-- Opening Marker --
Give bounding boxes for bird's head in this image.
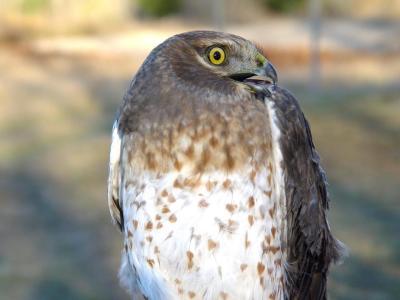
[120,31,278,134]
[148,31,277,98]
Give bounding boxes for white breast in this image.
[120,163,285,300]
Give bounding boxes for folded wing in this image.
[258,85,346,300]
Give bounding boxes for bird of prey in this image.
[108,31,345,300]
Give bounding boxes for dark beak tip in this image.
[265,62,278,84]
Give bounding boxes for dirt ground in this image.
[0,20,399,299]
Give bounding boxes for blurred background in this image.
[0,0,399,299]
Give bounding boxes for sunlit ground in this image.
[0,20,399,300]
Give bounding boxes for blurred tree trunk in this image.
[309,0,321,92]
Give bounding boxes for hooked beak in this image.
[255,61,278,85]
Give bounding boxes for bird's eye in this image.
[208,47,226,65]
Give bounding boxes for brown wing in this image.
[251,84,346,299]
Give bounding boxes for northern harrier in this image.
[108,31,345,300]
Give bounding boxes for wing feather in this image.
[108,120,124,231]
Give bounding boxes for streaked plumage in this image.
[108,31,345,300]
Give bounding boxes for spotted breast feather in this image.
[112,96,287,300]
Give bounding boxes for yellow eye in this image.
[208,47,226,65]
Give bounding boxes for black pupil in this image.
[213,50,221,61]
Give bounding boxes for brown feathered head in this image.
[119,31,277,133]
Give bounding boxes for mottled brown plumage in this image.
[108,30,345,300]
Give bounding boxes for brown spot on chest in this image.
[264,190,272,198]
[198,199,209,207]
[248,215,254,226]
[188,291,196,298]
[184,144,195,159]
[240,264,248,272]
[269,204,276,218]
[161,189,168,197]
[173,159,182,171]
[161,206,170,214]
[266,246,280,255]
[248,196,255,208]
[245,232,251,248]
[257,262,265,275]
[208,239,218,250]
[145,152,157,170]
[275,258,282,267]
[183,176,201,189]
[145,221,153,230]
[225,203,237,213]
[222,179,232,189]
[147,259,155,268]
[186,251,194,269]
[168,214,177,223]
[227,219,239,233]
[173,179,183,189]
[209,136,219,147]
[271,226,277,238]
[223,145,235,170]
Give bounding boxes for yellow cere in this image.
[209,47,226,65]
[256,53,267,66]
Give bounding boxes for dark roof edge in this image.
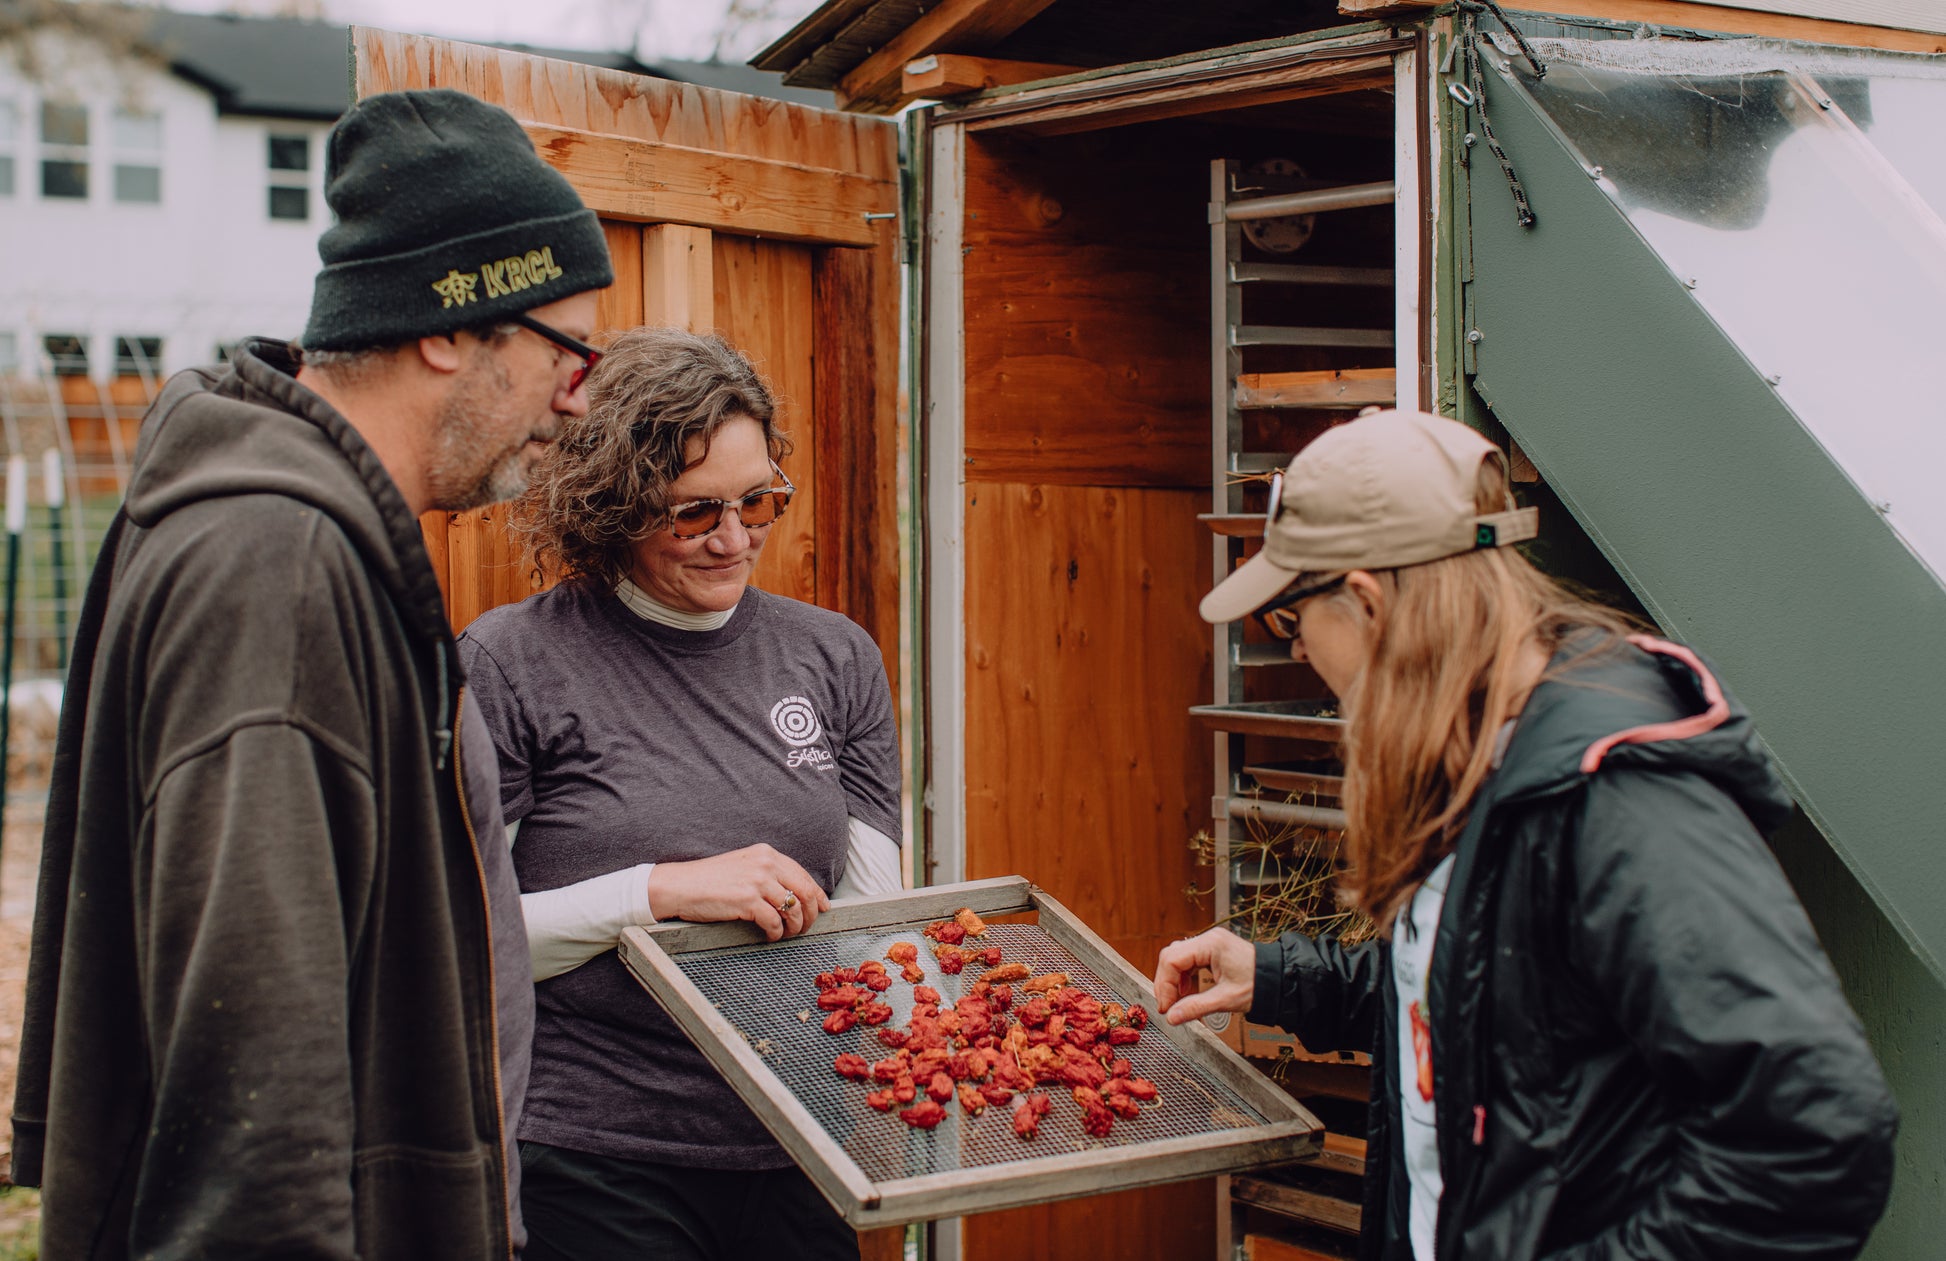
[749,0,884,75]
[211,104,345,122]
[155,55,339,120]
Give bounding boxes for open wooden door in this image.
[352,27,903,707]
[351,30,905,1259]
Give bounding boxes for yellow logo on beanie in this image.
[432,269,479,308]
[431,245,567,309]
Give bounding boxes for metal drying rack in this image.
[620,876,1322,1227]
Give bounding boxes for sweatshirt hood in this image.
[122,338,453,648]
[1492,632,1794,836]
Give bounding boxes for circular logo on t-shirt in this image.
[770,696,824,747]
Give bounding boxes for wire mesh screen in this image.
[676,921,1271,1184]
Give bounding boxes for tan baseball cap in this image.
[1200,410,1540,624]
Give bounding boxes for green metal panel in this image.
[1458,58,1946,1254]
[1460,58,1946,989]
[1771,812,1946,1258]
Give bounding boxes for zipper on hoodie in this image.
[434,648,454,770]
[450,687,514,1261]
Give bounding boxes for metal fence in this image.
[0,357,160,807]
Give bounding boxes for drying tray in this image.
[1243,763,1346,800]
[1197,512,1267,538]
[620,877,1322,1227]
[1190,699,1346,741]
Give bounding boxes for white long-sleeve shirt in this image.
[514,816,903,980]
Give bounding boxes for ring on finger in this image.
[778,892,799,913]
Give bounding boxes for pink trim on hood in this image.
[1578,635,1732,775]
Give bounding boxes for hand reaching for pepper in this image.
[1152,928,1257,1026]
[647,843,829,941]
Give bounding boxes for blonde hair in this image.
[1330,462,1638,933]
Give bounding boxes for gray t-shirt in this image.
[458,583,901,1169]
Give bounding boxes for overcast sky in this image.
[149,0,820,63]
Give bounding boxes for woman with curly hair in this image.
[1153,411,1894,1261]
[458,326,900,1261]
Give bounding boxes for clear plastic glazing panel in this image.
[1852,76,1946,222]
[1501,43,1946,584]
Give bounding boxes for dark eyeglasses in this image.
[511,313,602,394]
[666,462,797,540]
[1254,574,1347,641]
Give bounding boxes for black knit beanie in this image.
[301,89,614,351]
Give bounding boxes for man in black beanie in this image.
[13,88,612,1261]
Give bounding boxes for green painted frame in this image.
[1461,52,1946,986]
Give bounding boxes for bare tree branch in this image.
[710,0,799,63]
[0,0,165,86]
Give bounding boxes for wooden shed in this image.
[372,1,1946,1256]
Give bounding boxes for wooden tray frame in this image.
[620,876,1323,1227]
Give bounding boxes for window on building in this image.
[268,185,308,220]
[0,102,17,197]
[112,107,162,204]
[115,336,163,376]
[267,132,309,221]
[39,101,88,199]
[268,134,308,172]
[0,332,18,377]
[43,334,89,376]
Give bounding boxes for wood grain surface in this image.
[904,54,1085,99]
[961,132,1208,487]
[1245,1230,1358,1261]
[953,472,1223,1251]
[1232,1175,1362,1234]
[962,481,1212,1013]
[836,0,1063,113]
[967,55,1396,138]
[597,219,646,339]
[1237,367,1396,410]
[521,123,894,247]
[812,234,904,696]
[713,235,820,607]
[354,27,900,179]
[642,224,715,333]
[965,1181,1217,1261]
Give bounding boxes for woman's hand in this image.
[647,844,830,941]
[1153,928,1258,1026]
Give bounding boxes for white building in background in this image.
[1,13,342,383]
[0,10,834,385]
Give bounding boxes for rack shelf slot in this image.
[1237,368,1396,410]
[1242,764,1345,799]
[1231,325,1395,349]
[1231,262,1394,287]
[1190,700,1345,741]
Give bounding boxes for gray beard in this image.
[423,351,535,512]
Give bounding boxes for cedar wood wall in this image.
[957,126,1219,1257]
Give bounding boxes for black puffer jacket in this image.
[1250,635,1897,1260]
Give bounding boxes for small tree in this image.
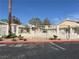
-- Closing Marker --
Set down the entries above again exactly, minus any image.

* **ANSWER BOX**
Give bounding boxes for bird's head in this image.
[120,31,278,134]
[148,31,277,98]
Give bounding boxes for white breast in this image.
[120,163,285,300]
Give bounding boxes for folded wing in this image.
[258,85,346,300]
Give bounding boxes for bird of prey in this image.
[108,31,345,300]
Give bounding boxes for dark beak tip in this image.
[265,62,278,84]
Give bounding boxes for dirt ground in this image.
[0,20,399,299]
Give bounding boxes for blurred background in this image.
[0,0,399,299]
Give bounding boxes for sunlit ground in this image.
[0,20,399,300]
Give bounding boxes for blurred tree trunk in this image.
[309,0,321,92]
Give bounding boxes for hooked beak in this image.
[255,61,278,85]
Give bounding boxes for bird's eye in this image.
[208,47,226,65]
Give bounding boxes for brown wing in this image.
[251,84,346,299]
Give bounding boxes for northern harrier in this image.
[108,31,345,300]
Give bounding boxes for wing feather in this image.
[108,120,124,231]
Give bounding boxes for streaked plumage in this image.
[108,31,345,300]
Give bounding boxes for spotted breast feather in this image.
[112,96,287,300]
Give bounding boxes for yellow eye in this image.
[208,47,226,65]
Give bounding boxes for black pupil in this image.
[213,50,221,61]
Give bounding boxes for brown feathered head in this image.
[119,31,277,133]
Give bounding boxes for mottled brown plumage in this image.
[108,30,345,300]
Give bounding boxes for brown spot on chest in this image.
[264,190,272,198]
[198,199,209,207]
[248,215,254,226]
[188,291,196,298]
[184,144,195,159]
[240,264,248,272]
[269,204,276,218]
[161,189,168,197]
[173,159,182,171]
[161,206,170,214]
[266,246,280,255]
[248,196,255,208]
[245,232,251,248]
[257,262,265,275]
[208,239,218,250]
[145,152,157,170]
[275,258,282,267]
[183,176,201,189]
[145,221,153,230]
[225,203,237,213]
[222,179,232,189]
[147,259,155,268]
[186,251,194,269]
[168,214,177,223]
[227,219,239,233]
[173,179,183,189]
[209,136,219,147]
[271,226,277,238]
[223,145,235,170]
Give bounding boxes for yellow cere in this image.
[209,47,226,65]
[256,53,267,66]
Give bounding boxes for dark roof edge in this image.
[749,0,884,75]
[211,104,345,122]
[155,55,339,120]
Give bounding boxes for open wooden door in this image.
[352,27,903,707]
[351,30,905,1259]
Give bounding boxes for yellow logo on beanie in this image.
[432,269,479,308]
[431,245,567,309]
Give bounding boxes for metal drying rack in this image.
[620,876,1322,1227]
Give bounding boxes for sweatshirt hood in this image.
[122,338,453,648]
[1492,632,1794,836]
Give bounding boxes for circular logo on t-shirt in this image.
[770,696,824,747]
Give bounding boxes for wire mesh screen in this image.
[676,921,1271,1184]
Give bounding boxes for tan baseball cap in this image.
[1200,410,1540,624]
Give bounding boxes for green metal panel in this image.
[1458,58,1946,1254]
[1460,58,1946,989]
[1771,812,1946,1258]
Give bounding boxes for zipper on hoodie in this image.
[434,648,454,770]
[450,687,514,1261]
Give bounding boxes for metal fence in this image.
[0,357,160,807]
Give bounding boxes for drying tray in this image.
[1243,763,1346,800]
[1197,512,1267,538]
[620,877,1322,1227]
[1190,699,1346,741]
Give bounding boxes for white long-sleeve shirt in this image.
[514,816,903,980]
Give bounding boxes for ring on finger in this image.
[778,892,799,913]
Give bounding boxes for pink trim on hood in this image.
[1578,635,1732,775]
Give bounding boxes for hand reaching for pepper in this image.
[1152,928,1257,1026]
[647,843,829,941]
Give bounding boxes for blonde hair in this image.
[1330,462,1638,933]
Give bounding boxes for gray t-shirt in this image.
[458,583,901,1169]
Give bounding boxes for overcast sky in this image.
[149,0,820,63]
Give bounding boxes for woman with curly hair in this image.
[1153,411,1894,1261]
[458,326,900,1261]
Give bounding boxes for clear plastic glazing panel in this image.
[1852,76,1946,222]
[1501,43,1946,584]
Give bounding boxes for dark eyeglasses in this image.
[511,313,602,394]
[666,462,797,540]
[1254,574,1347,641]
Give bounding boxes for black knit beanie in this image.
[301,89,614,351]
Give bounding boxes for man in black beanie in this image.
[13,88,612,1261]
Give bounding boxes for green painted frame in this image.
[1461,52,1946,986]
Give bounding boxes for bare tree branch in this image.
[710,0,799,63]
[0,0,165,86]
Give bounding boxes for wooden shed in this image.
[372,1,1946,1256]
Give bounding boxes for wooden tray frame in this image.
[620,876,1323,1227]
Give bounding boxes for window on building in this image.
[268,185,308,220]
[0,102,17,197]
[112,107,162,204]
[115,336,163,376]
[267,132,309,221]
[39,101,88,199]
[268,134,308,172]
[0,332,18,377]
[43,334,89,376]
Give bounding boxes for wood grain surface in this image.
[904,54,1085,99]
[961,132,1208,487]
[1245,1230,1358,1261]
[953,472,1223,1251]
[1232,1175,1362,1234]
[962,481,1212,1013]
[836,0,1063,113]
[967,55,1396,138]
[597,219,646,339]
[1237,367,1396,410]
[521,123,894,247]
[812,234,904,696]
[713,235,820,607]
[354,27,900,179]
[642,224,715,333]
[965,1181,1217,1261]
Give bounding boxes for woman's hand in this image.
[647,844,830,941]
[1153,928,1258,1026]
Give bounding boxes for white building in background in this image.
[1,13,342,383]
[0,10,834,385]
Give bounding boxes for rack shelf slot in this image.
[1237,368,1396,410]
[1242,764,1345,799]
[1231,325,1395,349]
[1231,262,1394,287]
[1190,700,1345,741]
Give bounding boxes for gray beard in this image.
[423,351,535,512]
Give bounding boxes for cedar wood wall in this image.
[957,126,1219,1257]
Give bounding boxes for black puffer jacket in this image.
[1250,635,1897,1260]
Give bounding boxes for small tree in this image.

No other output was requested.